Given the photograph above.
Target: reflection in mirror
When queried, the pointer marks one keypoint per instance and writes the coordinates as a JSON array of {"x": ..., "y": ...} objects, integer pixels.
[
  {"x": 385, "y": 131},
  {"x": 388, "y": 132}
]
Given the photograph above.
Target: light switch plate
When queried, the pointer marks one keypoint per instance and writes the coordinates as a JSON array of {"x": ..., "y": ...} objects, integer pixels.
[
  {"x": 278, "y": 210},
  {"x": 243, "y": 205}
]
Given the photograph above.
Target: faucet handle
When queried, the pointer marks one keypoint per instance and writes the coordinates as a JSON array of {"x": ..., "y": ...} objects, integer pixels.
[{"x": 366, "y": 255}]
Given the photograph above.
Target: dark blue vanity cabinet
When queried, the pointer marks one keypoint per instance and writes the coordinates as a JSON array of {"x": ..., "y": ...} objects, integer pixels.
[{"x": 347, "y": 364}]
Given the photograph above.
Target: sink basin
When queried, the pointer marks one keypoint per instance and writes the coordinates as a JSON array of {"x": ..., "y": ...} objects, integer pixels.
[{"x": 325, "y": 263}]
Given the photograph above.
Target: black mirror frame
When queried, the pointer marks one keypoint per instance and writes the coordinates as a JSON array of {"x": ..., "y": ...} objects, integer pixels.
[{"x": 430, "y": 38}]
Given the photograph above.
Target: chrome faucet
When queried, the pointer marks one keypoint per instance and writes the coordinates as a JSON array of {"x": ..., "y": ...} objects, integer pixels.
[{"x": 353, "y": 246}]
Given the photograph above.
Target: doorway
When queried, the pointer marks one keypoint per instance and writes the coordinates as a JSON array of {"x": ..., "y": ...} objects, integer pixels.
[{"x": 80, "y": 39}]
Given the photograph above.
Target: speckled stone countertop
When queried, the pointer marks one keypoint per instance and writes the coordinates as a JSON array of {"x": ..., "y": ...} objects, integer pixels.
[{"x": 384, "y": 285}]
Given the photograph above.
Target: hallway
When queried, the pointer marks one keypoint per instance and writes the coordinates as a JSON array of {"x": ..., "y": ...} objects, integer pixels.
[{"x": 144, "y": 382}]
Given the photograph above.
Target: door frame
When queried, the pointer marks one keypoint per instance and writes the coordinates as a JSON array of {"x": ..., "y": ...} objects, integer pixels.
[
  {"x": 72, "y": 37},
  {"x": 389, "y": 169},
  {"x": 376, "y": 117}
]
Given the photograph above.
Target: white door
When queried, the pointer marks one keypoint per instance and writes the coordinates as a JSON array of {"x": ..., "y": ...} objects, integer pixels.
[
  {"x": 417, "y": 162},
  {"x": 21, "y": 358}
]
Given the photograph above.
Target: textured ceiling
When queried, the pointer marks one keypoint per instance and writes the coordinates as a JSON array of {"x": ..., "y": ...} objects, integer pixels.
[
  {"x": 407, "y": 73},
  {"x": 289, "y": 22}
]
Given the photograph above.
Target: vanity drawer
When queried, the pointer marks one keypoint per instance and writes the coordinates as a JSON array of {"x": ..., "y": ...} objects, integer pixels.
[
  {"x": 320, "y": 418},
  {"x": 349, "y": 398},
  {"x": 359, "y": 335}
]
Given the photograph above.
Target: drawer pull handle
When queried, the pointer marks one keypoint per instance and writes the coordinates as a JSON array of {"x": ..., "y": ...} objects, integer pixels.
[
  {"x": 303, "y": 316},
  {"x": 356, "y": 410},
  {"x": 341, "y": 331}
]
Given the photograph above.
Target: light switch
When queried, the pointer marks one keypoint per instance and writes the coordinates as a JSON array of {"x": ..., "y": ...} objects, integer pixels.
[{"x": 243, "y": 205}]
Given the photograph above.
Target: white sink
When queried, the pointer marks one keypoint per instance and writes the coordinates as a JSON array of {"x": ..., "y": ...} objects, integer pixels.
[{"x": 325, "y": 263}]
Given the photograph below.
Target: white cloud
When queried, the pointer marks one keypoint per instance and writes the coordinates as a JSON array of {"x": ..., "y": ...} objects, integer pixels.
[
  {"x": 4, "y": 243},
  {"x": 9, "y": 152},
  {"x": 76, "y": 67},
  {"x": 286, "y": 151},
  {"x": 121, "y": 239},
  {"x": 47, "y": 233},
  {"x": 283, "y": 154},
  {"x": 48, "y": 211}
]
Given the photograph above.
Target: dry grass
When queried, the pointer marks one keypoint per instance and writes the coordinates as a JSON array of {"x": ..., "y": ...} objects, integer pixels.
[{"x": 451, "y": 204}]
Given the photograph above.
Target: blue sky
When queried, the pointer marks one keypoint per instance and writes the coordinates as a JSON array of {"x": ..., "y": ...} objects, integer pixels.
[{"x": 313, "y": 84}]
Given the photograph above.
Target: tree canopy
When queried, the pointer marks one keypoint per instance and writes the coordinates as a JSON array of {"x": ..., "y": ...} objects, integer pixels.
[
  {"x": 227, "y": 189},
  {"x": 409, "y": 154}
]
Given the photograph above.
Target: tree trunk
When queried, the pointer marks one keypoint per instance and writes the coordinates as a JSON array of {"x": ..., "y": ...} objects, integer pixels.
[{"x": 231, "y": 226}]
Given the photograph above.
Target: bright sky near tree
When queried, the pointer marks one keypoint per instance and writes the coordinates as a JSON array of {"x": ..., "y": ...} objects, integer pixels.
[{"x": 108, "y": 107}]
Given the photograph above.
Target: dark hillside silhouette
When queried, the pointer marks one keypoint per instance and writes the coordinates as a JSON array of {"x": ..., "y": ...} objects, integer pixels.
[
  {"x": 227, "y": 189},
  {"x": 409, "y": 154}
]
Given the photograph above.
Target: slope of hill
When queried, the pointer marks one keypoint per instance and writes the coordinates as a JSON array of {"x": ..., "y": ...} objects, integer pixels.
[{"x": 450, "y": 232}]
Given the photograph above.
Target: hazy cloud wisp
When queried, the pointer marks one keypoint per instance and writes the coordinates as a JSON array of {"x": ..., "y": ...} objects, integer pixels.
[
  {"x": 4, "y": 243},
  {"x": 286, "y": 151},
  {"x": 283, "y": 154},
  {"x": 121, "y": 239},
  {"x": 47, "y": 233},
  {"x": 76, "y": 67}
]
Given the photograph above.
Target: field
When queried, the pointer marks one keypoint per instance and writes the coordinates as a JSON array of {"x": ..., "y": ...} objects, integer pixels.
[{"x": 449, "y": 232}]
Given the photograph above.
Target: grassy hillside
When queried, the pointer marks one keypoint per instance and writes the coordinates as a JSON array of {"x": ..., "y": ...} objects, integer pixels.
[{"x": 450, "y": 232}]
+ + +
▶ **Task goal**
Would you copy out each line exactly as written?

▶ **Expected output**
Given the photograph above.
Target: reflection in mirror
When queried, the pointer marks one keypoint per instance and writes the coordinates as a JSON array of {"x": ..., "y": ...} objects, integer pixels.
[
  {"x": 385, "y": 131},
  {"x": 388, "y": 132}
]
Given the photograph above.
Target: light switch plate
When queried, the pointer marks one keypoint per instance and writes the coordinates as a JSON array of {"x": ..., "y": ...} objects, integer pixels.
[
  {"x": 278, "y": 210},
  {"x": 243, "y": 205}
]
Given the photograph above.
Target: faucet handle
When queried, the pointer marks one keypoint per instance and writes the coordinates as a JSON array of {"x": ..., "y": ...} objects, integer pixels.
[{"x": 366, "y": 255}]
Given the photograph above.
Target: dark blue vanity cabinet
When queried, the pointer marks one keypoint per instance and writes the coordinates as a JSON array of {"x": ..., "y": ...} objects, integer pixels.
[{"x": 347, "y": 364}]
Given the photograph above.
Target: sink basin
When queried, the pointer marks one keypoint per instance and writes the coordinates as a JSON array of {"x": ..., "y": ...} objects, integer pixels.
[{"x": 325, "y": 263}]
Given the photograph above.
Target: black mirror frame
When queried, the pointer marks one keypoint per instance and writes the coordinates as a JSON array of {"x": ..., "y": ...} objects, integer pixels.
[{"x": 430, "y": 38}]
Given the photograph above.
Target: chrome faucet
When queried, the pointer marks one keypoint per instance and writes the coordinates as a JSON array of {"x": ..., "y": ...} objects, integer pixels.
[{"x": 353, "y": 246}]
Given the photograph above.
Target: doorway
When queried, the pointer marks one keypoint per instance and writes the coordinates as a JSON array of {"x": ..., "y": ...} objects, integer pixels.
[{"x": 80, "y": 39}]
Given the photograph above.
Target: speckled stone countertop
When queried, the pointer marks one keypoint per instance and writes the coordinates as a JSON array of {"x": ..., "y": ...} objects, integer pixels.
[{"x": 384, "y": 285}]
Given the photograph above.
Target: hallway
When queried, the pointer marks one keypoint per instance and writes the coordinates as a JSON array of {"x": ..., "y": ...} objects, integer pixels.
[{"x": 144, "y": 382}]
Given the photograph above.
Target: door frame
When queried, the pointer marks one keypoint per instance and writes the coordinates as a JSON array of {"x": ..., "y": ...} objects, integer pixels.
[
  {"x": 72, "y": 37},
  {"x": 389, "y": 169},
  {"x": 376, "y": 117}
]
Given the photograph above.
Target: white door
When queried, the pointer marks one keypoint per instance and writes the coordinates as a JSON array of {"x": ..., "y": ...} objects, integer pixels.
[
  {"x": 417, "y": 162},
  {"x": 21, "y": 358}
]
Given the photograph above.
Target: textured ceiling
When queried, the pointer marks one keypoint per instance and writes the coordinates as a JSON array of {"x": ..., "y": ...} objects, integer pixels.
[
  {"x": 407, "y": 73},
  {"x": 289, "y": 22}
]
Given the photograph above.
Target: vanity drawer
When queried, the pointer marks one keypoint per instance and writes the coordinates as a JSON array of {"x": ..., "y": ...} objects, integer pixels.
[
  {"x": 320, "y": 418},
  {"x": 349, "y": 398},
  {"x": 359, "y": 335}
]
Given the photograph above.
Target: drawer pull handle
When queried, the pointer marks one keypoint per instance and writes the coordinates as a JSON array of {"x": ..., "y": ...} objects, integer pixels.
[
  {"x": 303, "y": 316},
  {"x": 356, "y": 410},
  {"x": 341, "y": 331}
]
Given the photograph above.
Target: light switch
When queried, the pointer marks one keypoint per instance and writes the coordinates as a JSON array of {"x": ..., "y": ...} objects, integer pixels.
[{"x": 243, "y": 205}]
Given the photograph above.
Target: white sink
When queried, the pointer marks one keypoint per instance and writes the coordinates as a JSON array of {"x": ..., "y": ...} objects, integer pixels.
[{"x": 325, "y": 263}]
Given the photograph below.
Target: white cloud
When queried, the pointer marks one keypoint per instance and writes the coordinates as a JSON array of {"x": ..., "y": ...} objects, integer pixels.
[
  {"x": 4, "y": 243},
  {"x": 9, "y": 152},
  {"x": 76, "y": 67},
  {"x": 286, "y": 151},
  {"x": 121, "y": 239},
  {"x": 47, "y": 233},
  {"x": 283, "y": 154},
  {"x": 48, "y": 211}
]
Given the photograph above.
Target: dry grass
When queried, the pointer marks one keypoint per instance and writes the coordinates as a JSON array of {"x": ..., "y": ...} objects, integer pixels.
[{"x": 451, "y": 204}]
Given the photograph above.
Target: blue sky
When queried, the pointer marks one keypoint per instance and writes the coordinates as a JSON array of {"x": ..., "y": ...} objects, integer pixels.
[{"x": 313, "y": 84}]
Given the photograph above.
Target: tree canopy
When queried, the pointer marks one keypoint per instance and writes the coordinates as a JSON array of {"x": ..., "y": ...} objects, integer pixels.
[
  {"x": 227, "y": 189},
  {"x": 409, "y": 154}
]
Given the photograph above.
Target: tree trunk
When queried, the pointer marks one keypoint per instance and writes the coordinates as a JSON array of {"x": ..., "y": ...} objects, integer pixels.
[{"x": 231, "y": 226}]
Given the photograph above.
Target: bright sky near tree
When queried, the pointer marks one keypoint per instance and writes the coordinates as a JSON array of {"x": ..., "y": ...} objects, integer pixels.
[{"x": 108, "y": 107}]
Given the photograph above.
Target: dark hillside silhouette
When queried, the pointer marks one keypoint per instance and writes the coordinates as a JSON array of {"x": ..., "y": ...} objects, integer pixels.
[
  {"x": 227, "y": 189},
  {"x": 409, "y": 154}
]
Given the photograph above.
Target: slope of hill
When queried, the pointer marks one keypoint per instance and writes the coordinates as a JSON array of {"x": ..., "y": ...} objects, integer pixels.
[{"x": 450, "y": 232}]
Given the photograph above.
Target: hazy cloud wisp
When queried, the pointer marks one keypoint per instance and writes the coordinates as a JSON array of {"x": ..., "y": ...} objects, integer pixels.
[
  {"x": 4, "y": 243},
  {"x": 286, "y": 151},
  {"x": 283, "y": 154},
  {"x": 121, "y": 239},
  {"x": 47, "y": 233},
  {"x": 76, "y": 67}
]
Given the photograph above.
Target: field
When queried, the pointer marks one keypoint per instance and writes the coordinates as a JSON array of {"x": ..., "y": ...} objects, integer pixels.
[{"x": 449, "y": 232}]
Given the photograph above.
Target: grassy hillside
When queried, the pointer marks one keypoint per instance and writes the coordinates as a JSON array of {"x": ..., "y": ...} objects, integer pixels.
[{"x": 450, "y": 232}]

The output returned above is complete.